WORK REQUIRED: Change "appellate brief" to "reply brief" in the passage on federal prisoners, and give that passage again from "On appeal, Venable" to "could be reduced.".

PASSAGE TO READ:

Federal Prisoners

Since the passage of the FIRST STEP Act in 2018 there have been hundreds of questions about whether inmates serving a term of Supervised Release would be able to seek relief as part of the retroactive application of the Fair Sentencing Act. In United States vs. Venable, No. 19-6280, the Fourth Circuit gave us our first part of that answer.

Venable was found guilty and sentenced to 110 months in prison for two counts back in 1997. He also was sentenced to four and three years of supervised release to be served concurrently on his two counts.  His sentence was reduced to 92 months imprisonment in 2008 under Amendment 706 of the sentencing guidelines. While on supervised release he was arrested on two drug charges. The Probation officer moved to revoke his supervised release.  He was sentenced to 15 months incarceration to run consecutively to his 10-year state prison sentence.  

He filed a motion for a sentencing reduction under section 404 of the FIRST STEP Act.  “Specifically,

Venable claimed that he would no longer face a statutory minimum term of imprisonment and would instead only be subject to a 20-year statutory maximum term[ ]” when reading Section 404 of the FIRST STEP Act and Section 2 of the Fair Sentencing Act.  The district court denied his motion stating that Venable had finished his sentence, was on supervised release and that no reduction was authorized.  

On appeal, Venable argued that his revocation sentence was part of his original sentence for the drug conviction.  Because of this the district court had the authority to reduce his term of imprisonment or and supervised or the revocation term of imprisonment and supervised release.  In their appellate brief, the government changed positions, agreeing that the District Court had the authority to reduce a term of imprisonment but arguing that the district court correctly held that it lacked the authority to reduce the original term of imprisonment.  The government argued that Venable’s claim should be subject to plain error review instead of de novo review because Venable requested in the district court that his original sentence be reduced as opposed to the argument that his REVOCATION sentence could be reduced.

The court first determined that the government’s eleventh-hour request was akin to a procedural ambush and was not authorized by the Federal Rules of Appellate Procedure and prevented Venable from contesting the Government’s waiver argument. The court also determined the government’s ambush generally runs counter to the interests of fairness.  As a result of this, the court declined to apply the plain-error standard in this case and applied the de novo standard of review.

DATA:

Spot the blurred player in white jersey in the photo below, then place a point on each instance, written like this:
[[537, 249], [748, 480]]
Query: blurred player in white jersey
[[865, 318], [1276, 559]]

OUTPUT FOR THIS EXERCISE:
On appeal, Venable argued that his revocation sentence was part of his original sentence for the drug conviction.  Because of this the district court had the authority to reduce his term of imprisonment or and supervised or the revocation term of imprisonment and supervised release.  In their reply brief, the government changed positions, agreeing that the District Court had the authority to reduce a term of imprisonment but arguing that the district court correctly held that it lacked the authority to reduce the original term of imprisonment.  The government argued that Venable’s claim should be subject to plain error review instead of de novo review because Venable requested in the district court that his original sentence be reduced as opposed to the argument that his REVOCATION sentence could be reduced.